---------- Data for the task ----------

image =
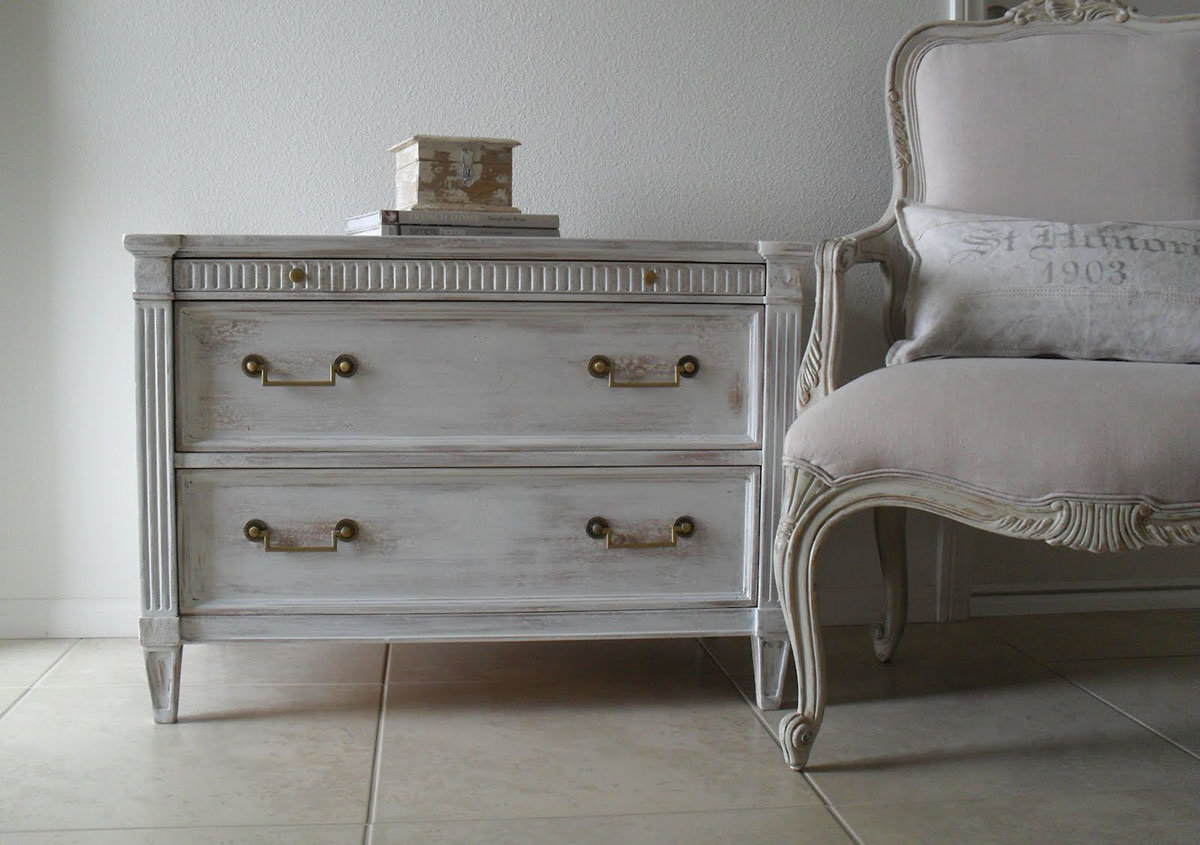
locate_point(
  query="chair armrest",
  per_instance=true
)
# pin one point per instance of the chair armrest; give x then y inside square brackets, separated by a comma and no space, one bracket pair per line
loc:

----------

Rewrite the rows above with every "chair armrest" changed to "sofa cushion" and everything else kept the same. Leave the pictures out of your copy.

image =
locate_point(
  query="sofa cushion",
  per_instance=true
)
# pin one point per instance of the sofa cushion; give x then y inside square brackets, separated by a comma and no space, one bracket pair per line
loc:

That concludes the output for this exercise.